→ **WRITTEN PROBLEM 1**:
Name every person mentioned in the article about the band Parallax.
→ **WRITTEN PROBLEM 2**:
Rewrite the records starting at the line containing "Target: dress fabric folds" and ending at the last line of the records, changing "wooden fence" to "picket fence" and leaving everything else the same.

→ **TEXT PASSAGE**:

────────────────────────────────────────

A new music video is expected with the release of a new album. What musician, producer and filmmaker Peter Renzullo and his new band Parallax are doing is a bit more than expected — twelve new songs and ten new music videos all in less than two months.
Parallax is a musical duo (Jamie Seinemeier and Peter Renzullo) out of Perth, Australia and is a mixture of electronic and analog sounds and a blend of musical genres. Peter is a long-time fixture on the Australian music scene as both a producer and owner of Scudley Records, and an award winning musician himself. He is also an award winning filmmaker, with his recent film Anticipation winning a number of international film awards in the past two years.
Mixing both visual and audio worlds is at the center of Peter’s artistic vision for the band, and releasing all of the tracks and creating music videos for every track was essential to him. At the same time, the quality of the videos had to be at a Hollywood level even though all of the shooting and post production were being done by Peter himself, with help from his long time friend Ben Knibb for color correction.
“We’re not just a band,” he said, “we’re kind of a production. We have the audio elements, which is where Jamie shines, and we have the visual elements, which is where I shine. I want to show off with these videos.”
The first video and single to be released is “Focal”. The video is a haunting look into self- sabotage, and all of the ways in which people are impacted by it. To shoot the video, Peter used Blackmagic Design’s URSA Mini Pro 4.6K G2 and DaVinci Resolve Studio.
“The URSA Mini was an absolute delight to shoot this project on! Honestly, the quality of this sensor, and the way it receives light – both natural and LED – is nothing short of beautiful. The most impressive feature of this camera, in regards to this video, was the amazingly slick high frame rates I was able to take advantage of. I mean, to be able to capture full 4.6k raw footage at 120 fps… outstanding. It made the whole production value skyrocket in my eyes, and really allowed me to manipulate the images in such an elegant way to establish that dreamy tone I was hoping to achieve,” Peter said.
Focal Creating a high quality music video quickly with a limited budget and crew was also made more difficult by the topic and message of the song. This video told a number of different stories from different people, and included a number of physical and visual effects on top of having to dramatically change the look of feel of each viewpoint.
Peter explained his vision: “Essentially the entire piece is a collection of fables I've written to show the different aspects of our own self sabotage and our own self awareness in regards to how we treat others, and the belief that if we have the power to divert ourselves from the pathwe want to take in life, then we equally have the power to get ourselves back on track. When you boil it right down, CHOICE is the theme of this song and video.”
“Stylistically, I wanted to create a piece that gave the sense of being in a dream like state of mind. Shots start very fast then rapidly slow right down to emphasize a moment that I want the viewer to really focus on – then ramp up again quickly, so as to draw the viewer into an uncontrollable situation, only to slam the breaks on again for another poignant moment,” he continued.

────────────────────────────────────────

→ **LISTED ENTRIES**:
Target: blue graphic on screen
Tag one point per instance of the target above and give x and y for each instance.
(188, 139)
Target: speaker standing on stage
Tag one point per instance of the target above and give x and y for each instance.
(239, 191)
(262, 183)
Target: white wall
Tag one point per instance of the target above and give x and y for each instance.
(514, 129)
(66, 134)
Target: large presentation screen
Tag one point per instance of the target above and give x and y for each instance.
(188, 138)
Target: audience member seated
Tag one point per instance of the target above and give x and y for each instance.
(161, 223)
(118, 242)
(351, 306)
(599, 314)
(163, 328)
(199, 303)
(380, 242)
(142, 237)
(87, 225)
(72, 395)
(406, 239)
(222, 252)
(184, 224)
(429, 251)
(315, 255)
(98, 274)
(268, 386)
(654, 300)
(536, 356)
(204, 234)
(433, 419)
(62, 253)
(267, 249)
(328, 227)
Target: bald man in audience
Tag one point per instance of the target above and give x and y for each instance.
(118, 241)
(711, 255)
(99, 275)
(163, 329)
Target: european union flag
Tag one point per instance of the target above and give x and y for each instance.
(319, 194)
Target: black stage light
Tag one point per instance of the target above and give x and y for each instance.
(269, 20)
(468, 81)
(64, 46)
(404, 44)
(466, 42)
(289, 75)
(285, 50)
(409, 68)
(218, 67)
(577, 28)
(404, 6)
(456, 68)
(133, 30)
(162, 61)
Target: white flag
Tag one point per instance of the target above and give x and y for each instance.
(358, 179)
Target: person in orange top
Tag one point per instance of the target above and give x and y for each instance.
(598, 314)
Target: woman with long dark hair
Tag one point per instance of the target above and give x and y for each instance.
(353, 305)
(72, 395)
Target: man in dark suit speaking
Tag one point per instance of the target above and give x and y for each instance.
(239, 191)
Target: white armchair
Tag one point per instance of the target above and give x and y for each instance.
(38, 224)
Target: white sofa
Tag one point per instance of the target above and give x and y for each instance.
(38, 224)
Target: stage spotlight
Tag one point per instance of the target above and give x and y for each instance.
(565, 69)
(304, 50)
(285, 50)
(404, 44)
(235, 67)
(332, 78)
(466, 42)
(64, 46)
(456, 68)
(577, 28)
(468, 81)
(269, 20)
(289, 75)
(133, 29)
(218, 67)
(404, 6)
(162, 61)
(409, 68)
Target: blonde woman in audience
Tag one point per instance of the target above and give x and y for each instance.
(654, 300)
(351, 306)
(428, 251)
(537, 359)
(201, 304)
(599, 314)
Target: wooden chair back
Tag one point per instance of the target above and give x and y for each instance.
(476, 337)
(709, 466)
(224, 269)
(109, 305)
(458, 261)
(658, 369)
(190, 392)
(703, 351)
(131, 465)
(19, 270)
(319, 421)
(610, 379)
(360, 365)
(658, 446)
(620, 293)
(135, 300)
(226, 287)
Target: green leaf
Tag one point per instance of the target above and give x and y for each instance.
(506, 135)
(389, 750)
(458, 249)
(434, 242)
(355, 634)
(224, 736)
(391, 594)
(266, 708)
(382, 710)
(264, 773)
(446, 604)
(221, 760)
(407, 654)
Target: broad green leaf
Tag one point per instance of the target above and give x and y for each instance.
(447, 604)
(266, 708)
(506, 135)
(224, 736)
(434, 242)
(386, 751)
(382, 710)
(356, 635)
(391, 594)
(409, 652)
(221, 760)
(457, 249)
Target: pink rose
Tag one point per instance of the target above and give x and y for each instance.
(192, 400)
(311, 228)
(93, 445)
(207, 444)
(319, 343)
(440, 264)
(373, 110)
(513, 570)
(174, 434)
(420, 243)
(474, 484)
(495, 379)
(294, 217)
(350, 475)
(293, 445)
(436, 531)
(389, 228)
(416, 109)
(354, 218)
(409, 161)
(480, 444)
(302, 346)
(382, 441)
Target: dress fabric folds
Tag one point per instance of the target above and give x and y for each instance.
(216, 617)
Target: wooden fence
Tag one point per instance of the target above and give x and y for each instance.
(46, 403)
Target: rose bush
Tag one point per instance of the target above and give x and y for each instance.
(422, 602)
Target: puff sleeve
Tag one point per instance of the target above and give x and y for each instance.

────────────────────────────────────────

→ **EXERCISE SOLUTION 1**:
Peter Renzullo, Jamie Seinemeier, Ben Knibb

→ **EXERCISE SOLUTION 2**:
Target: dress fabric folds
Tag one point per instance of the target above and give x and y for each instance.
(216, 617)
Target: picket fence
Tag one point per instance of the target above and give x and y for each instance.
(46, 403)
Target: rose bush
Tag one point per instance of the target above and give x and y for each instance.
(422, 602)
Target: puff sleeve
Tag one point per instance of the target above and give x and y for each instance.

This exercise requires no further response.